'''
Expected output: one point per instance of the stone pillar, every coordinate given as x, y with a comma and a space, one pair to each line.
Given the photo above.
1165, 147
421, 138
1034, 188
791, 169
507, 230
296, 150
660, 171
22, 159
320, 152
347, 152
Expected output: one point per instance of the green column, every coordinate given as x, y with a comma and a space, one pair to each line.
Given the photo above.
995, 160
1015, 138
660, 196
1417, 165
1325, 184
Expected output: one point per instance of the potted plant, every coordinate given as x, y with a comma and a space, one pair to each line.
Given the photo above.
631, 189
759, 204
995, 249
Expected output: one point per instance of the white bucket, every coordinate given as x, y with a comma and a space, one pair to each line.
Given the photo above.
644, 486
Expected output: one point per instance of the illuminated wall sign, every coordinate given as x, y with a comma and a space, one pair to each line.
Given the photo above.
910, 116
'''
Rewrite all of the rows above, switching "one pair to each line" to "one pair per line" and leaving everything else unchanged.

## OUTPUT BELOW
Expected output: one point per instance of the stone pillar, every coordinate given as x, y with a comma and a space, one pair per line.
Given the photo above.
1165, 147
421, 138
1034, 188
791, 169
507, 230
296, 150
660, 171
22, 159
320, 152
347, 152
Expected output: one point per instance of the green column, every coordinate given as x, y with a comma and a space, one pair per line.
Given the photo above.
995, 160
1015, 138
660, 196
1417, 165
1325, 184
Expected output: one point per instance of the potted plant, every coordinate given as x, y with a comma and a space, one pair per line.
Given the photo above.
631, 189
759, 204
995, 249
Expected output: one point per instance of the white bucket, every coordinate given as x, y with a comma and a space, one pair per line.
Given the photo above.
644, 486
Expected output: one point per instance of the illuminated wall sign, every coordinate given as x, y with a comma and a space, one pair per line.
Given the photo above.
910, 116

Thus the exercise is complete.